Instructions for the task
Please tally the lines in the material below that contain the word "bird" and give only the number.

Provided data

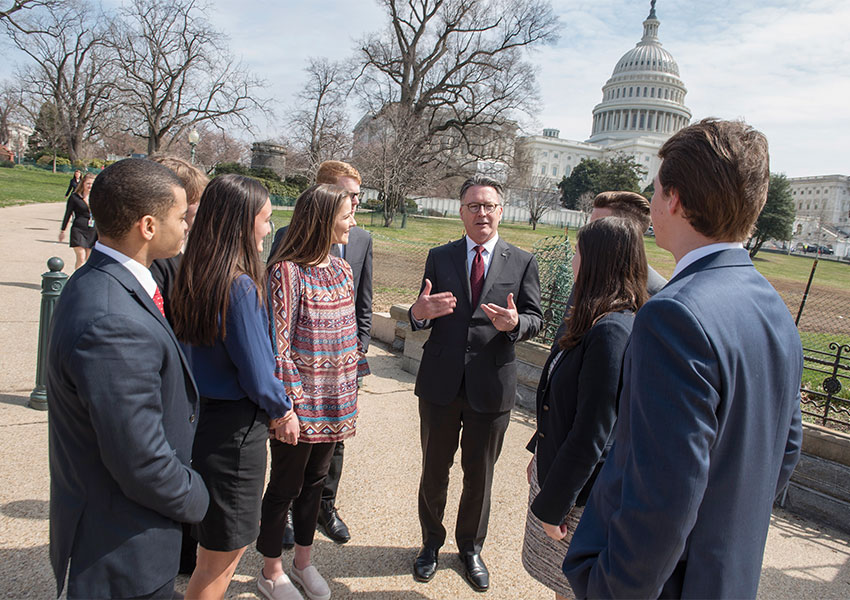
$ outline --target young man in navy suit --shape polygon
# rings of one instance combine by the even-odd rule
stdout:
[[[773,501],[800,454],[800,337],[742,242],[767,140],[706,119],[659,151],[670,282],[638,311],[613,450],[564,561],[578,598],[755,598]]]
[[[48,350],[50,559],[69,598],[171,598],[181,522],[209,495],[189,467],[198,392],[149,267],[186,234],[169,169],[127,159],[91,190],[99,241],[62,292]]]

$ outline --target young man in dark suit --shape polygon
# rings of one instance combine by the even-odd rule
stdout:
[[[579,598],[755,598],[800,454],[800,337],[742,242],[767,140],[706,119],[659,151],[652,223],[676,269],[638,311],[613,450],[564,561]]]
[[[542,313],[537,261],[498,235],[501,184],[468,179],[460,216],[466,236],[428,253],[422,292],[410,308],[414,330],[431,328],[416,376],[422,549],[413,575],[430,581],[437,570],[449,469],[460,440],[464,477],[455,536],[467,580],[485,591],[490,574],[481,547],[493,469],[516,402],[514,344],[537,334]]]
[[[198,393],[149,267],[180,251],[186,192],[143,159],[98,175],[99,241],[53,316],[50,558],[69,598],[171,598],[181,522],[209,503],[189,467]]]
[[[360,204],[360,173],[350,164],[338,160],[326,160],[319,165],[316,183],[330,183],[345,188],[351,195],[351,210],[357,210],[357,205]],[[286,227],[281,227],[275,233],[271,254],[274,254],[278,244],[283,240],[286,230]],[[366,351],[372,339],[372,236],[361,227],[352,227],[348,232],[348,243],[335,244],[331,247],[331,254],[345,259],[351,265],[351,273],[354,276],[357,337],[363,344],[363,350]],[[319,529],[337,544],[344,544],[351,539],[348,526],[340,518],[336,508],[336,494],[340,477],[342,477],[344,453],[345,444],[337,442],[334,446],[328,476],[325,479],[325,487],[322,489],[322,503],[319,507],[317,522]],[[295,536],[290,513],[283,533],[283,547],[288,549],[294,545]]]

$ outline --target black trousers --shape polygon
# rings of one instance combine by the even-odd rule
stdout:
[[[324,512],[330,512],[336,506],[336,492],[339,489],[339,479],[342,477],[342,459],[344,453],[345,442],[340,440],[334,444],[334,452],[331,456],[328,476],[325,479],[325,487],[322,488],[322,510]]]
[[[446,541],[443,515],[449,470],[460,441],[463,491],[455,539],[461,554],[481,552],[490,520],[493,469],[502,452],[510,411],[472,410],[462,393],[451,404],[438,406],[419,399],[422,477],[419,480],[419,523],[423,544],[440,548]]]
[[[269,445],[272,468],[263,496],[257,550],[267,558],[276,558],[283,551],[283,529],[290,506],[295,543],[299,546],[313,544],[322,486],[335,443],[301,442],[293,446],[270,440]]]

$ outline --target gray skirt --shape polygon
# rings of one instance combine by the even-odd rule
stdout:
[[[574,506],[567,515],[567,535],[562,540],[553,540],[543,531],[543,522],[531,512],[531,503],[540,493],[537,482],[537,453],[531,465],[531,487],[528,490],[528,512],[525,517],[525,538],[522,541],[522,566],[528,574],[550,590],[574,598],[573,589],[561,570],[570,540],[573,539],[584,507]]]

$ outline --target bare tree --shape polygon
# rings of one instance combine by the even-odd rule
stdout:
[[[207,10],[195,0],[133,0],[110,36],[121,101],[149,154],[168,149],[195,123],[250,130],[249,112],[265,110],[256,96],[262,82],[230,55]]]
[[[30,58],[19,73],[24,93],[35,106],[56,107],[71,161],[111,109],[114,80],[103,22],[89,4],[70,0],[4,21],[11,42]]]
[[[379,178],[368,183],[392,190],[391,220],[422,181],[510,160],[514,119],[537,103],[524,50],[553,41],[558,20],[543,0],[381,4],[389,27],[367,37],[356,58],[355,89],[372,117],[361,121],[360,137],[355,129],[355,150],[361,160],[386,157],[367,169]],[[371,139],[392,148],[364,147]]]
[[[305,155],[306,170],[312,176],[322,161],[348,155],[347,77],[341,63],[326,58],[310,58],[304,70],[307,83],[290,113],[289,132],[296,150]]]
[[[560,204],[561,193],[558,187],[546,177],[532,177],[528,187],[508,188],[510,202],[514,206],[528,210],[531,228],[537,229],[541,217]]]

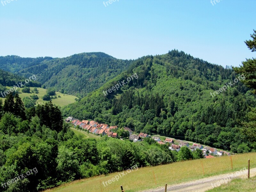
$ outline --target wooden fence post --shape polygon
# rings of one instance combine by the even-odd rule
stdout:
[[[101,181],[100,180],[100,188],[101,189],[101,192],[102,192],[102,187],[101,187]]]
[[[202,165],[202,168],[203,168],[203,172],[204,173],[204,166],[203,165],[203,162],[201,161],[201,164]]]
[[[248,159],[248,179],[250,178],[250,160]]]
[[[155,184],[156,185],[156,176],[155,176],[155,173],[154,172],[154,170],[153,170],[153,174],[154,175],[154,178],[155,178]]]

--

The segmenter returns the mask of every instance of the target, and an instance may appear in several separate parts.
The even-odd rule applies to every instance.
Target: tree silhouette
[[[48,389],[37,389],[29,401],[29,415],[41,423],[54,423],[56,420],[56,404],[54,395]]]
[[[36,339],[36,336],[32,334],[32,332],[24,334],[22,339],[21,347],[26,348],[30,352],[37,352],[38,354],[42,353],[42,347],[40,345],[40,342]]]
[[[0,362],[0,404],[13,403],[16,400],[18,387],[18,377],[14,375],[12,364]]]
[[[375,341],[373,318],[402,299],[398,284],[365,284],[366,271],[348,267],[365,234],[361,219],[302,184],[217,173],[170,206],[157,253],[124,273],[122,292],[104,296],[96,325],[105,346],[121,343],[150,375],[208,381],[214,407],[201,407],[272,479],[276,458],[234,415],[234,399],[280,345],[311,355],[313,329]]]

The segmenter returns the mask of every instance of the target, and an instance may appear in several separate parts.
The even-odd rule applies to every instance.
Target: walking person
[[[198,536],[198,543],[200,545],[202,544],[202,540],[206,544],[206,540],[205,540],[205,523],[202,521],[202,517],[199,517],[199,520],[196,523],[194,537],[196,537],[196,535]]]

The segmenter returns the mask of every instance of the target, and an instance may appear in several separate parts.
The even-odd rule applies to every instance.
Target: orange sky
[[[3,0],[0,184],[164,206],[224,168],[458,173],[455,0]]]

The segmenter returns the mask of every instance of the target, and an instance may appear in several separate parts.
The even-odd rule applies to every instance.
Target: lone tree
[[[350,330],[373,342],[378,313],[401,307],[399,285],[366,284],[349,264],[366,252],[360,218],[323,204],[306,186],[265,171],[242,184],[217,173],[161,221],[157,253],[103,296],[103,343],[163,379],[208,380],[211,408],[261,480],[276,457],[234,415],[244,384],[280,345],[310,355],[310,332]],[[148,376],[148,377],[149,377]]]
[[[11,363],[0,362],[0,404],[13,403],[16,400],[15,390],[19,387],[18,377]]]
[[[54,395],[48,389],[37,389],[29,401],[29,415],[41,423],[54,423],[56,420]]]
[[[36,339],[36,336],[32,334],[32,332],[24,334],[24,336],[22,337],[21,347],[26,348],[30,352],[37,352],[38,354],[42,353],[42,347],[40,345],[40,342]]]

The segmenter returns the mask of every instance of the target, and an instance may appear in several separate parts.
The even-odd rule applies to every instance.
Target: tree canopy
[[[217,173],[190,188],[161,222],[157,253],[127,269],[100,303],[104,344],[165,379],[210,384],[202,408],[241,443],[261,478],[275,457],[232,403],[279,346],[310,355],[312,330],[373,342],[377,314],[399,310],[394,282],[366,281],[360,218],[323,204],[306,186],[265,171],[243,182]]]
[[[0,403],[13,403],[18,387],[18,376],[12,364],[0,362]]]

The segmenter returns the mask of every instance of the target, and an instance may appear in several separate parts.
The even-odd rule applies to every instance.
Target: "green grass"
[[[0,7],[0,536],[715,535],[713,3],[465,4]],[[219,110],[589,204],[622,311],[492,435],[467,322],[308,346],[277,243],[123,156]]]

---

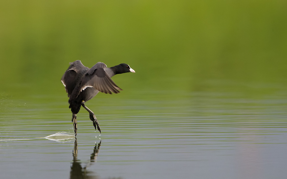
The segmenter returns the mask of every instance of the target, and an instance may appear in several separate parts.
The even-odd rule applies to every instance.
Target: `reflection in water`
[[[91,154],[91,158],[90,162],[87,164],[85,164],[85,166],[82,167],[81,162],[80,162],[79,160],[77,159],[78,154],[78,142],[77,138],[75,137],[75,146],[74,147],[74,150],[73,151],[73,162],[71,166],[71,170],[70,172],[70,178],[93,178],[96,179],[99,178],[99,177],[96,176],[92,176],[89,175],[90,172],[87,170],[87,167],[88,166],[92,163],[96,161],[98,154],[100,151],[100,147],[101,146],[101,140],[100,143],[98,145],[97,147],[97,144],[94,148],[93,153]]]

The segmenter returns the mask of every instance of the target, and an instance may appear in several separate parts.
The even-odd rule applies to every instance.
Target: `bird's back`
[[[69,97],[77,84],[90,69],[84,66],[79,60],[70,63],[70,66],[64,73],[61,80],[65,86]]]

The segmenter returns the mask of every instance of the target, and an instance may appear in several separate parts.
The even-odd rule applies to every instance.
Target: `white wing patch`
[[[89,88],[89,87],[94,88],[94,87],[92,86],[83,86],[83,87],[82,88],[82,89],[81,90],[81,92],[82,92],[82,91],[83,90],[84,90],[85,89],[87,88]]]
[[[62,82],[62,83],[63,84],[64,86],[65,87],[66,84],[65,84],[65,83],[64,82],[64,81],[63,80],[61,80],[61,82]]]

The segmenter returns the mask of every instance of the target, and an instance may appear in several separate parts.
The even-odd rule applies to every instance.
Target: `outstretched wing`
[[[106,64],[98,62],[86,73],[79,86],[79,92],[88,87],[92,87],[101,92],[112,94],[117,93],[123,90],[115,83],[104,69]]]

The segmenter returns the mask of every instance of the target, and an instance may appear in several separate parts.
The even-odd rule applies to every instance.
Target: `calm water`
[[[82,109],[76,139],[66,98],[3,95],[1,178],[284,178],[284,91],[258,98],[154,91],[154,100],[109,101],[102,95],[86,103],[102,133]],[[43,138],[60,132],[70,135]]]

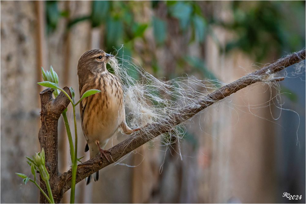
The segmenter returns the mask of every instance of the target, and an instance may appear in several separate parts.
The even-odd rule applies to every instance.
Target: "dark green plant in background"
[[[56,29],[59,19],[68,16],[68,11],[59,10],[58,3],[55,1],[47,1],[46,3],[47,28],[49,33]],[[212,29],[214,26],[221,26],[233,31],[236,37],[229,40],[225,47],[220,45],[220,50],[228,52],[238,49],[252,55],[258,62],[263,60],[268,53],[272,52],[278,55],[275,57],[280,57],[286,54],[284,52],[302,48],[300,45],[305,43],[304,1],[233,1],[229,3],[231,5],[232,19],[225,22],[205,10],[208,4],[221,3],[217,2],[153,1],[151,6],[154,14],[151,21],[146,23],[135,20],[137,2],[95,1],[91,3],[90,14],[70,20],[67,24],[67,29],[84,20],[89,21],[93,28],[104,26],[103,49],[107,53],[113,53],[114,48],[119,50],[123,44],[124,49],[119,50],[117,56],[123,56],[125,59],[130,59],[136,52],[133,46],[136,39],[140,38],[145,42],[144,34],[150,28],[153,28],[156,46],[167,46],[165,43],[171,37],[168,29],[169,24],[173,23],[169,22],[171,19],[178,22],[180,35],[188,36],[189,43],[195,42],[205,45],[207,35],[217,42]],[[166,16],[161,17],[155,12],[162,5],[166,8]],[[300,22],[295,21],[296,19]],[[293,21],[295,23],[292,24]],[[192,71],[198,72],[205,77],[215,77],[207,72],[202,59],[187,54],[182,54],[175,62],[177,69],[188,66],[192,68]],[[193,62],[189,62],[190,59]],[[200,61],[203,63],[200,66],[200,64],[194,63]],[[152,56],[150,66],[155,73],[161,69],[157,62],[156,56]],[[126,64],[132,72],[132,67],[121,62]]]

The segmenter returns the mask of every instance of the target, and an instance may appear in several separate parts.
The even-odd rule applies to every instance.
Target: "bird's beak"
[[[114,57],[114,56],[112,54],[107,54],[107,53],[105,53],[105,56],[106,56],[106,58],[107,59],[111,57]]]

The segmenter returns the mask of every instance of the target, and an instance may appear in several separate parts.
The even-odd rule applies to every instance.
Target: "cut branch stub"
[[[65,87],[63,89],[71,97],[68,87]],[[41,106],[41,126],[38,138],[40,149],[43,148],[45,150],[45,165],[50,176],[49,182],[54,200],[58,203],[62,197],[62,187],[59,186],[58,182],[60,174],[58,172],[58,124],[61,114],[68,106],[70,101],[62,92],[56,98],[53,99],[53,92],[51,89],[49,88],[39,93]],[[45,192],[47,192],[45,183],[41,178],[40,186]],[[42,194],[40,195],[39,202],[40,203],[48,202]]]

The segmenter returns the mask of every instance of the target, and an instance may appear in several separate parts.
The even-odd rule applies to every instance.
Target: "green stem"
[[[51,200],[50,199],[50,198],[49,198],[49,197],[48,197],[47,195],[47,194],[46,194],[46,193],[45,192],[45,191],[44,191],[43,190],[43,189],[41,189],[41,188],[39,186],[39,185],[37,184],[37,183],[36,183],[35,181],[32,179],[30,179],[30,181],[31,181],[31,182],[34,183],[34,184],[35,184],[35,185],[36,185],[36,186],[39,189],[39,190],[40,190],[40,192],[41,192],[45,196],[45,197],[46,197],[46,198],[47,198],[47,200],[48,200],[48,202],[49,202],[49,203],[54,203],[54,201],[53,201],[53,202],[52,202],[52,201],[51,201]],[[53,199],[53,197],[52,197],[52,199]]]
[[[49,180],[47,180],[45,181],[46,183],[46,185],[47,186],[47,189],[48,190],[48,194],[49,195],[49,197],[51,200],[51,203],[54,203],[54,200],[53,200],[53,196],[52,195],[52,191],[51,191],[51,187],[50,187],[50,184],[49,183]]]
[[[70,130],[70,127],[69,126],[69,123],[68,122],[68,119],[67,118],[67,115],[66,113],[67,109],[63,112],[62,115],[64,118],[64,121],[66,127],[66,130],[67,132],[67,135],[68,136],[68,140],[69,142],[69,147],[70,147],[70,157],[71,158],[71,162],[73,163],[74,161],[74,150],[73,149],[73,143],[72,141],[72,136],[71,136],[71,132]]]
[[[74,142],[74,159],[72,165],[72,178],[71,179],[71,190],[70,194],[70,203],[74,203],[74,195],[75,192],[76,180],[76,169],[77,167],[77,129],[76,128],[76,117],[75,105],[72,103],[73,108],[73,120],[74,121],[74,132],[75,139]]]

Correct output
2